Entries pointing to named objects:
--------
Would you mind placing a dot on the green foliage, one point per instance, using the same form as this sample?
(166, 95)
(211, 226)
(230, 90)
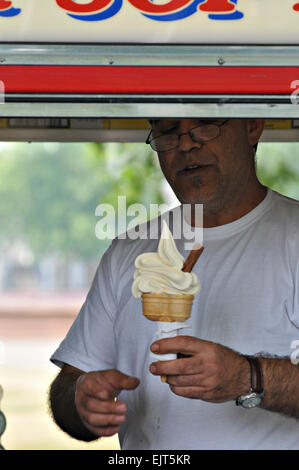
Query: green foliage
(278, 167)
(49, 192)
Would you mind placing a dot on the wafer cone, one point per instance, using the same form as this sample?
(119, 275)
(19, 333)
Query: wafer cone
(167, 307)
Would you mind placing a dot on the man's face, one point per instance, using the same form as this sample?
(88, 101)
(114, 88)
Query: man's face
(223, 166)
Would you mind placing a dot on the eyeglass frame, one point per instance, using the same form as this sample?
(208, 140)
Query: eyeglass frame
(148, 140)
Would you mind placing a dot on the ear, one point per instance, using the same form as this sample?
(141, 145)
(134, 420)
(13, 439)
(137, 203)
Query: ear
(255, 130)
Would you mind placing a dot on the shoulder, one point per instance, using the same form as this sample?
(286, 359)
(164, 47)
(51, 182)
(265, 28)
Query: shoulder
(287, 209)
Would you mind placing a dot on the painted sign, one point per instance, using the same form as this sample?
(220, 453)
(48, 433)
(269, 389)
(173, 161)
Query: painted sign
(150, 21)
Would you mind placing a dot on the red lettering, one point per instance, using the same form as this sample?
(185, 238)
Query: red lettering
(4, 4)
(93, 5)
(217, 5)
(149, 7)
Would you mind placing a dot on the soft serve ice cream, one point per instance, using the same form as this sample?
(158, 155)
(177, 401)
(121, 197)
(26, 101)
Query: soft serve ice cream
(167, 292)
(161, 272)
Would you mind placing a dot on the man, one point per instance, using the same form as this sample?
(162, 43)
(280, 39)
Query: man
(248, 306)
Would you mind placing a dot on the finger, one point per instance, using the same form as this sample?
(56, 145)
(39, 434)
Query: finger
(177, 367)
(103, 406)
(120, 381)
(106, 385)
(102, 420)
(188, 392)
(184, 380)
(187, 345)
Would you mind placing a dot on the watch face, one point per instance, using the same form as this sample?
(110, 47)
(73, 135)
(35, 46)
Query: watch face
(250, 401)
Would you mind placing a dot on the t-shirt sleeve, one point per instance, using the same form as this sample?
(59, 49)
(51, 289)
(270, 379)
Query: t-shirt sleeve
(90, 343)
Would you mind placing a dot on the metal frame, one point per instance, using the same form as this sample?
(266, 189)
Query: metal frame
(154, 106)
(147, 55)
(142, 106)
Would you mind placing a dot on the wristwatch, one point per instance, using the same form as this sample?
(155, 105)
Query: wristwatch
(256, 393)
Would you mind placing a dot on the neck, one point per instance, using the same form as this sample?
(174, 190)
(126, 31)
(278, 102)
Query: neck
(233, 211)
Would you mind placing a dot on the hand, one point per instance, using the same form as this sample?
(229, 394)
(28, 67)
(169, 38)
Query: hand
(212, 373)
(95, 400)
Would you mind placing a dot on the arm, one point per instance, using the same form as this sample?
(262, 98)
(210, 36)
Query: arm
(83, 404)
(217, 374)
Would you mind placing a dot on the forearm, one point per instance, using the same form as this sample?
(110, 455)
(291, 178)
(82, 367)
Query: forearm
(62, 403)
(281, 385)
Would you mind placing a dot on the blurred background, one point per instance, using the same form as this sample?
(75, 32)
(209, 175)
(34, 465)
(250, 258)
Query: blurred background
(49, 193)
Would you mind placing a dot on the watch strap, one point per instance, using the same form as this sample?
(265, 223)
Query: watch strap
(257, 381)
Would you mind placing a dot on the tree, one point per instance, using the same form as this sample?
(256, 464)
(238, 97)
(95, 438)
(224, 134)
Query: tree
(50, 191)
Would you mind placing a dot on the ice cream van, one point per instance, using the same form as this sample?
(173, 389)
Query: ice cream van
(97, 70)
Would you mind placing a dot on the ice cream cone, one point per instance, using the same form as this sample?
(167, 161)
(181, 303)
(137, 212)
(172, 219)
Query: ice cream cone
(167, 307)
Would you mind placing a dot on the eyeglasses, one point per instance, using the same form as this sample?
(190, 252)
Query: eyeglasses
(199, 134)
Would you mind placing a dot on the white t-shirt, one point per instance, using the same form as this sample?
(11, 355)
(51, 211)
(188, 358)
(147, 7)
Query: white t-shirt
(249, 301)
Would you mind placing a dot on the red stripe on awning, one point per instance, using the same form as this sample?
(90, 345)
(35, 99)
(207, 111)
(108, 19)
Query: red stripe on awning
(141, 79)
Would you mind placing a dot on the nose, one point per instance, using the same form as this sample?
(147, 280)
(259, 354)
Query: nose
(186, 143)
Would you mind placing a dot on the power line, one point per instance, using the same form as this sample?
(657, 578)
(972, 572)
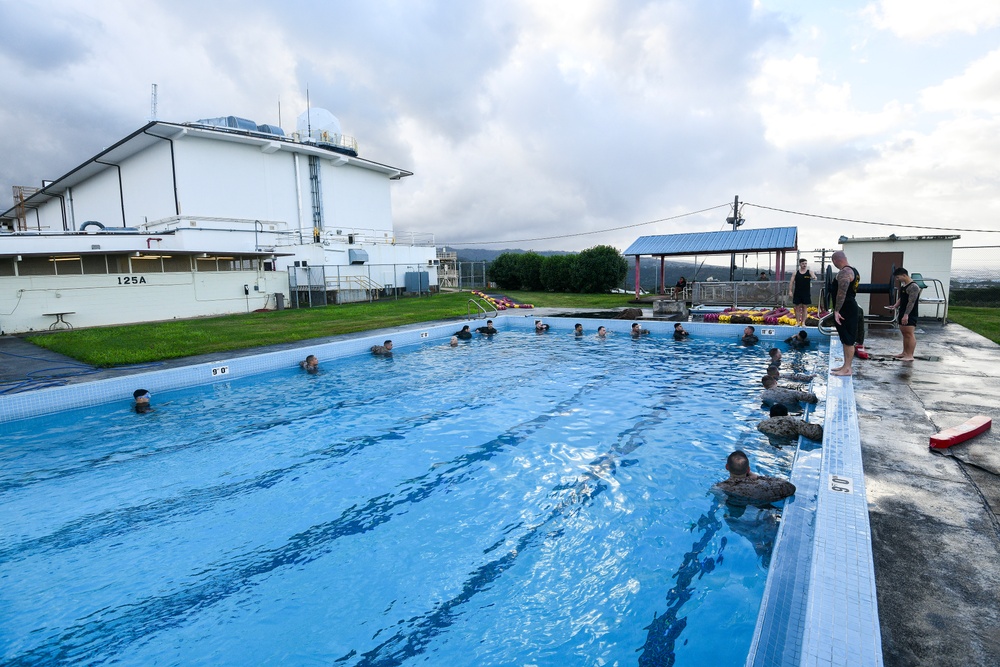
--------
Short problem:
Rescale the data from the line with "Would you mind placing a dot on the tree, one" up to and including the last line of the data, and write out every line again, requests included. Multiply each answer coordinate by 0.6 and round to whole numbers with halves rounded up, leave the sample coordinates under each request unchanged, and omit the pictures.

Exercise output:
Would you mind placing a dot on the tree, one point per instance, using the same form as this sample?
(256, 464)
(238, 97)
(95, 438)
(224, 134)
Query: tree
(30, 115)
Would you mind placing a dot on the ice cream van, one point per instance, using the same form as this sample?
(173, 389)
Query: ice cream van
(58, 42)
Would you mind placing a dot on the ice cream cone, one point per instance, using the same form as this sample?
(167, 161)
(181, 303)
(137, 212)
(172, 219)
Query: ice cream cone
(100, 184)
Would you mind placing a dot on the eyeglasses, one point per instance, using the same form as this sample?
(190, 252)
Query: eyeglasses
(119, 80)
Would you mind placing a dot on the white t-shirt, one point per instance, using the same form as this sample?
(11, 355)
(51, 211)
(188, 358)
(147, 7)
Query: white t-shirt
(149, 181)
Would you mind placing a dot on the red stripe on awning, one point per instance, using the same form as this sample?
(90, 345)
(35, 99)
(207, 111)
(108, 19)
Query: red stripe on awning
(85, 47)
Would you mind placing a dot on the nose, one point per instance, using the same form as this sample?
(147, 280)
(259, 354)
Query: nose
(112, 86)
Would you mind placing a dot on the power line, one point per instance, using the same form as this sample?
(657, 578)
(972, 572)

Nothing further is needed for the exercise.